What to work on
Output every line below without omitting or altering anything.

Source records

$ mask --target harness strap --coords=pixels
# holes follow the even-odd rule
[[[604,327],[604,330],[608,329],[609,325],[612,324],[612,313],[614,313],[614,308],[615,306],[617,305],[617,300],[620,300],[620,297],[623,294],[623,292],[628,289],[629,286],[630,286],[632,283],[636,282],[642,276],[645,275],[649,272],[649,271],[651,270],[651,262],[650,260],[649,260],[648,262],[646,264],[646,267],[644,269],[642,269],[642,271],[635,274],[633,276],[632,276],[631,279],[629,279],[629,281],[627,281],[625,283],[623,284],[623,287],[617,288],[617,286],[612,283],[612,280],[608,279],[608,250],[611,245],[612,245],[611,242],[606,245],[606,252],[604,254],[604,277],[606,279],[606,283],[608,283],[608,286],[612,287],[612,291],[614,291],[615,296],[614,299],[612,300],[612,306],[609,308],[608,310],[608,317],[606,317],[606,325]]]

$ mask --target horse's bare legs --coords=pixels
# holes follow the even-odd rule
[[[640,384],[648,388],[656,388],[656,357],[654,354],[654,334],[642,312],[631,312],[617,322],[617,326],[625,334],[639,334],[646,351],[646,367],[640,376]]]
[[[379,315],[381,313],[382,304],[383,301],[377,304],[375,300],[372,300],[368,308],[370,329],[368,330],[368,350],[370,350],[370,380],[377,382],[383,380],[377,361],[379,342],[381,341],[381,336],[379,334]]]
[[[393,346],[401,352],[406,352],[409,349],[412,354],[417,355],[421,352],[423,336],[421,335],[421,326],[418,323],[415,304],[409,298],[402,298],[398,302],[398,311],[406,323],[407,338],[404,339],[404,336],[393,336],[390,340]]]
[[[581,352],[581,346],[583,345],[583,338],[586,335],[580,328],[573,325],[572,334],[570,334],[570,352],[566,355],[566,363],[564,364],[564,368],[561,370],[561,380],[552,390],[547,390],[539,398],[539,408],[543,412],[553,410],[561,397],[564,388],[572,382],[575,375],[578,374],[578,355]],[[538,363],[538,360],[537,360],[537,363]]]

Response
$ mask --target harness strap --coords=pixels
# holes follow the even-odd rule
[[[604,327],[604,330],[608,329],[609,325],[612,324],[612,313],[614,313],[614,308],[615,306],[617,305],[617,300],[620,300],[620,297],[623,294],[623,292],[628,289],[629,286],[630,286],[632,283],[636,282],[642,276],[645,275],[649,272],[649,271],[651,270],[651,262],[650,260],[649,260],[648,262],[646,264],[646,267],[644,269],[642,269],[642,271],[635,274],[633,276],[632,276],[631,279],[629,279],[629,281],[627,281],[625,283],[623,284],[623,287],[617,288],[617,286],[612,283],[612,280],[608,279],[608,250],[611,245],[612,245],[611,242],[606,245],[606,252],[604,254],[604,277],[606,279],[606,283],[608,283],[608,286],[612,287],[612,291],[614,291],[615,296],[614,299],[612,300],[612,306],[609,308],[608,310],[608,317],[606,317],[606,325]]]

$ mask --target horse's bare legs --coords=pixels
# holes follow the even-odd rule
[[[640,384],[648,388],[656,388],[656,357],[654,354],[654,334],[642,312],[631,312],[617,322],[617,326],[625,334],[639,334],[646,351],[646,367],[640,376]]]
[[[379,315],[381,313],[382,304],[383,301],[377,304],[375,300],[372,300],[368,308],[370,329],[368,330],[368,350],[370,350],[370,380],[377,382],[383,380],[377,361],[379,342],[381,341],[381,336],[379,334]]]
[[[393,346],[401,352],[406,352],[409,349],[412,354],[417,355],[421,352],[423,336],[421,335],[421,326],[418,323],[415,304],[409,298],[402,298],[398,302],[398,311],[406,323],[407,338],[404,339],[404,336],[393,336],[390,340]]]
[[[581,352],[581,346],[583,345],[583,338],[586,335],[580,328],[573,325],[572,334],[570,334],[570,352],[566,355],[566,363],[564,364],[564,368],[561,370],[561,380],[552,390],[547,390],[539,398],[539,408],[543,412],[553,410],[561,397],[564,388],[572,382],[575,375],[578,374],[578,355]],[[538,363],[538,360],[537,360],[537,363]]]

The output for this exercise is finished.